- _Task to carry out_: Nothing but the lines from the one containing "of the paving" through the one containing "the red brick", both included, should be given again, each exactly as written below.

:: Supplied material ::

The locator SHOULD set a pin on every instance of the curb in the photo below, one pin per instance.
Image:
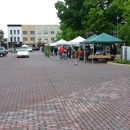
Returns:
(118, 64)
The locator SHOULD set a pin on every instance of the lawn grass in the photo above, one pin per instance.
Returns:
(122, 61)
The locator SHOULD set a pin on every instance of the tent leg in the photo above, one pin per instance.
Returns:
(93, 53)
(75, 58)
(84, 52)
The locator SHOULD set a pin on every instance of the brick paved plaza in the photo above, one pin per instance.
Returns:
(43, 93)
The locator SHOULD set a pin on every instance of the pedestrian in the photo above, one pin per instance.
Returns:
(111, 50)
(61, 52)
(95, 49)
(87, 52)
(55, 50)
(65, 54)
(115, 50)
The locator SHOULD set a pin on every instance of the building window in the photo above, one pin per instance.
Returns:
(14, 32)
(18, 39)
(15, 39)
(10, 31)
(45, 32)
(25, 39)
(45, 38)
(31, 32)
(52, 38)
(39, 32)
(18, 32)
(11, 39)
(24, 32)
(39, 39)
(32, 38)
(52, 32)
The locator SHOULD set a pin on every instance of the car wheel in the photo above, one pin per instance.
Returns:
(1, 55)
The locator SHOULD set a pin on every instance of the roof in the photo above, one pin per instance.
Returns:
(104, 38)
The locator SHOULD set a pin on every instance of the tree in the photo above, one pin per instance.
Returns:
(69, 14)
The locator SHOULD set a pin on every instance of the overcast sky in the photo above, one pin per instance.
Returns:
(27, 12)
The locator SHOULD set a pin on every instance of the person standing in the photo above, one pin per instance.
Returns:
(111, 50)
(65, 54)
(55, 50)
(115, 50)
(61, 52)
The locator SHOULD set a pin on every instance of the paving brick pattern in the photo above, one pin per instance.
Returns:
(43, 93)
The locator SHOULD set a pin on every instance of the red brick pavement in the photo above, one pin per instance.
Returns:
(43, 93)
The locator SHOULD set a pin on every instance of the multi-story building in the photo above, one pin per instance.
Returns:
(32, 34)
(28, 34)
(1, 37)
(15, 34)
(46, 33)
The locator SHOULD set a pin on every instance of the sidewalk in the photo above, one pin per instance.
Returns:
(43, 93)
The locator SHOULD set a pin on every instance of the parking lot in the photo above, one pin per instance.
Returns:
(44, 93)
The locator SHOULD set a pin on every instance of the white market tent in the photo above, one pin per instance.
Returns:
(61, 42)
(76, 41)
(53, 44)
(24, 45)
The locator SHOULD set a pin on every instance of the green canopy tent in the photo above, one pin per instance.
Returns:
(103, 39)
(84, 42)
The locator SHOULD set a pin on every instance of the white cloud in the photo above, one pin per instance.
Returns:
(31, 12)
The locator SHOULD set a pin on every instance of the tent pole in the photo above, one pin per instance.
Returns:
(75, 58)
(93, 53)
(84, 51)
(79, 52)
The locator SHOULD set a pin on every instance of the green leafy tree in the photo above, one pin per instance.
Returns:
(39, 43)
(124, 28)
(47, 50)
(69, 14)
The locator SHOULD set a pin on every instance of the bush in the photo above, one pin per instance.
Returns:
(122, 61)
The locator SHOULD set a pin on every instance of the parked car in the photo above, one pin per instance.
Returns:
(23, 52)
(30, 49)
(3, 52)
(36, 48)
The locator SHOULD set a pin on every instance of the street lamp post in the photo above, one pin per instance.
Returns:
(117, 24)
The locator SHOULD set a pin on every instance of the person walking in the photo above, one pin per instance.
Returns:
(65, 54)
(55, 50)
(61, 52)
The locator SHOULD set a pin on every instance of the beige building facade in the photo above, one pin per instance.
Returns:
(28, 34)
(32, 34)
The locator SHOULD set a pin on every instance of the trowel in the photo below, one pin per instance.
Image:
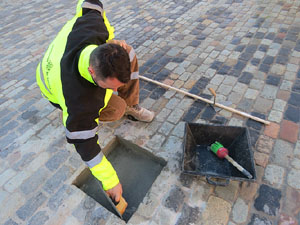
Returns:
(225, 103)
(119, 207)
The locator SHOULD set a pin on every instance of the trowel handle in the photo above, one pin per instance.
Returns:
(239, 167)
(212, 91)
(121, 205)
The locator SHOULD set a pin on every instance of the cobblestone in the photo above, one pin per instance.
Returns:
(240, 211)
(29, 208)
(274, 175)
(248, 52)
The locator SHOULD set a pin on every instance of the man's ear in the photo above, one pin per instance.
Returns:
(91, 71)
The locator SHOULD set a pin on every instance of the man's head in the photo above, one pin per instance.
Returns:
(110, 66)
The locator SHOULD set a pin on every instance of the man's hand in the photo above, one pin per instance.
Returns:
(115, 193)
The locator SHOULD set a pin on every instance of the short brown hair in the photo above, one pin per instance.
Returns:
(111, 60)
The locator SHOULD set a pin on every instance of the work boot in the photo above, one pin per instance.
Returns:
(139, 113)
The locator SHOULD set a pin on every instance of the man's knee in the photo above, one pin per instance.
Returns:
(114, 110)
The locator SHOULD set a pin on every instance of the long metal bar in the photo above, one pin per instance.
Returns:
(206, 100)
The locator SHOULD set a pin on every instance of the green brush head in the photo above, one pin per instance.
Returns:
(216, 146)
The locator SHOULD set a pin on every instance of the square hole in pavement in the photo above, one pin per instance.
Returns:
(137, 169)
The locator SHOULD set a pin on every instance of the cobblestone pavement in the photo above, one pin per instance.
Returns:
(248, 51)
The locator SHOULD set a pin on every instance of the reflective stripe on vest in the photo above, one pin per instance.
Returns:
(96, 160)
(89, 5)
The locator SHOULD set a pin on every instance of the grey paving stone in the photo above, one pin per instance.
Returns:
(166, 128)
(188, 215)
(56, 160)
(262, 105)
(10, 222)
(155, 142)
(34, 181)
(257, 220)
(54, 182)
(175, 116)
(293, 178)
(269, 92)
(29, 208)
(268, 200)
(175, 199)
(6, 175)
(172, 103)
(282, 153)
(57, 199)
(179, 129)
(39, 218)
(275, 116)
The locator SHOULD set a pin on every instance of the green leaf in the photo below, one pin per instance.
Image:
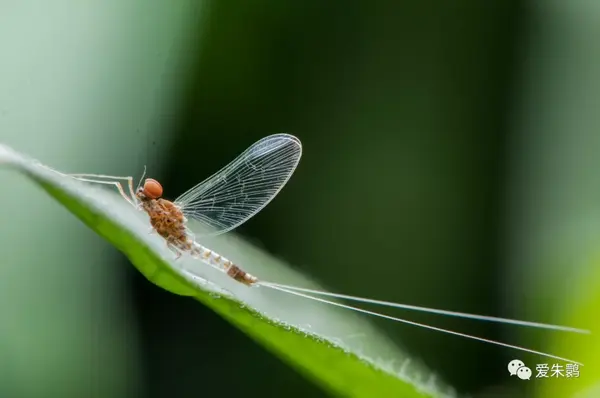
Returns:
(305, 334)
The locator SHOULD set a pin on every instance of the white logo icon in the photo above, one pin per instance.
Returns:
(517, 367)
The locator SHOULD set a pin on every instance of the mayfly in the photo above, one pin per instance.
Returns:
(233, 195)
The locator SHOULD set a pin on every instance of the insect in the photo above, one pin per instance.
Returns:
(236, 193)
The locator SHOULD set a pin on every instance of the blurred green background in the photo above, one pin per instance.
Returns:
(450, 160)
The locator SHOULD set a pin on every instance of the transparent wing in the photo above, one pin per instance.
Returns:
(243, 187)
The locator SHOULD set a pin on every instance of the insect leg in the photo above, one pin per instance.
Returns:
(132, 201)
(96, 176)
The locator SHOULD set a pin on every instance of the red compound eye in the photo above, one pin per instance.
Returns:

:::

- _Result of the task_:
The locator SHOULD set a pin on every instance of the paving brick pattern in the photo above, one pin per instance.
Returns:
(43, 93)
The locator SHOULD set a pin on every instance of the red brick pavement in the photo above, one pin per instance.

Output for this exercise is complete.